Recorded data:
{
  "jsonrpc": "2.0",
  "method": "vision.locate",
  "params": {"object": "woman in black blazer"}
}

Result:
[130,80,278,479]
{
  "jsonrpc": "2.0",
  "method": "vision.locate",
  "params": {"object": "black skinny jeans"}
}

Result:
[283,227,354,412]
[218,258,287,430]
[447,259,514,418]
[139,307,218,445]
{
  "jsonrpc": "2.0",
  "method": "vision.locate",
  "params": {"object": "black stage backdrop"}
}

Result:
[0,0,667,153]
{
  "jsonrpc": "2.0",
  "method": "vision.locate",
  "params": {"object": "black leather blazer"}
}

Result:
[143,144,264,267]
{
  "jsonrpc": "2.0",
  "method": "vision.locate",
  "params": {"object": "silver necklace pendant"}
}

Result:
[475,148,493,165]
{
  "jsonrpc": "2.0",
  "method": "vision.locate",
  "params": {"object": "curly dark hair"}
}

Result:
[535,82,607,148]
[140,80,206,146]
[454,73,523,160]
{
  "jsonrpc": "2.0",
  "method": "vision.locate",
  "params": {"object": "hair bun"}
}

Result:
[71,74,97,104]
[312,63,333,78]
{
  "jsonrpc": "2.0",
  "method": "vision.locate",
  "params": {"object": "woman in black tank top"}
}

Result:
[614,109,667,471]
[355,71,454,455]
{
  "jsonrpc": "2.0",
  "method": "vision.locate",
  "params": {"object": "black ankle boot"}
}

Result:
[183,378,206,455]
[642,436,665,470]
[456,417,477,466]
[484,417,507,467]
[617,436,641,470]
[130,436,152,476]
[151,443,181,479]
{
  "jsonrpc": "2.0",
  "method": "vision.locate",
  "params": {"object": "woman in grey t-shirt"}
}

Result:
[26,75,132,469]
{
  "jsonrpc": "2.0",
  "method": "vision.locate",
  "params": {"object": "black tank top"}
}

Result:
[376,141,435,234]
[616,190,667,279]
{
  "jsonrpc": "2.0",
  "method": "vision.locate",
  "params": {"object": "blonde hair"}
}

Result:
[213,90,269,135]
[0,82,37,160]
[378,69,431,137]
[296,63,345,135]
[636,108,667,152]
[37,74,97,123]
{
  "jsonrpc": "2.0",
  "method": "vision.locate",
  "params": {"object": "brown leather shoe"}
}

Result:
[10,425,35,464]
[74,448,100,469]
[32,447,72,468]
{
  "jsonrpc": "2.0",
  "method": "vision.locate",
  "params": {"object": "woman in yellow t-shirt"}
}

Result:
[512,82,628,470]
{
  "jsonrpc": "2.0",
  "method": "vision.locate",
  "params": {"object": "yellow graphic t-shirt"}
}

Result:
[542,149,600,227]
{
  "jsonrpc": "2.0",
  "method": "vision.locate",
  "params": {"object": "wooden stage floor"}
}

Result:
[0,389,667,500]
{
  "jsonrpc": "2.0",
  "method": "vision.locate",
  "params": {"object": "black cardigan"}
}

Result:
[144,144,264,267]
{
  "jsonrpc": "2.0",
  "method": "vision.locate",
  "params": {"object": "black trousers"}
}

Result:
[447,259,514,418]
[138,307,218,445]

* * *

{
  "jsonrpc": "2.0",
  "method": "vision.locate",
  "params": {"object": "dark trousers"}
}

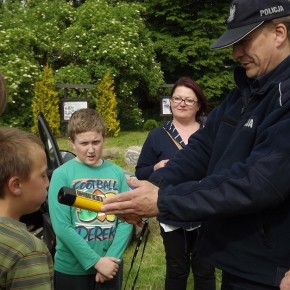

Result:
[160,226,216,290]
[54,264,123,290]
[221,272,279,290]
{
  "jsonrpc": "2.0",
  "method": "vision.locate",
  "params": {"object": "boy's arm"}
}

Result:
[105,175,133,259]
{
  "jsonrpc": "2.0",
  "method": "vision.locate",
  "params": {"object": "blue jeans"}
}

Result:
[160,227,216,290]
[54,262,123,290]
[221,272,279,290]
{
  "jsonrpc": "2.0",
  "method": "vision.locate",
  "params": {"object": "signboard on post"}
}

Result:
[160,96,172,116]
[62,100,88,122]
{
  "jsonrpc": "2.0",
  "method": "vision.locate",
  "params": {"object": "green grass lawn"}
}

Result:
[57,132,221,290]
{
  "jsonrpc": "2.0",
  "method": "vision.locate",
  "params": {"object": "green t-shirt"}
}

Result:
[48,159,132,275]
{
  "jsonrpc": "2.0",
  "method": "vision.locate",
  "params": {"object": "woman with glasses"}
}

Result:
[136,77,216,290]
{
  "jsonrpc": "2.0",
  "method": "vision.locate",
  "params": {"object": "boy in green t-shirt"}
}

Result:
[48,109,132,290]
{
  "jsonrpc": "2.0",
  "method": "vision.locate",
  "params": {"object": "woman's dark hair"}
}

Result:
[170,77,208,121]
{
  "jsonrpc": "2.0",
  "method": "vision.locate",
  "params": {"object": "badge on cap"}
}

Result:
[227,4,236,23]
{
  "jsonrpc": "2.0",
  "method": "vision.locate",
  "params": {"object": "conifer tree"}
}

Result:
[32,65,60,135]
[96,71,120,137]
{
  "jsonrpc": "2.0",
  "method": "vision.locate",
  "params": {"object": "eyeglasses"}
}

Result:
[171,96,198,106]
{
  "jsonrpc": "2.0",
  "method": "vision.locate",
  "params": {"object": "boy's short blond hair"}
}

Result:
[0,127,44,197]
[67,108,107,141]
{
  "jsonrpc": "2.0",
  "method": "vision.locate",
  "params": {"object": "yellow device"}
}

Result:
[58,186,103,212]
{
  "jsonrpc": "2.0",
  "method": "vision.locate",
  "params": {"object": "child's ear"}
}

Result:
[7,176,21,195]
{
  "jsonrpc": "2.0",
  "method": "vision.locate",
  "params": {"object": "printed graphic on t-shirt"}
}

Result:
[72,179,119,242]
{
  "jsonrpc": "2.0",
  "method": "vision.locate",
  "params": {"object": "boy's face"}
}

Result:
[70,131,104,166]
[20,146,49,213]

# INSTRUCTIONS TO FOLLOW
Find every line in the entries above that contains the word "trousers", and copy each of those lines.

# WRITTEN ANSWER
  "params": {"object": "black trousers"}
  "params": {"object": "dark trousers"}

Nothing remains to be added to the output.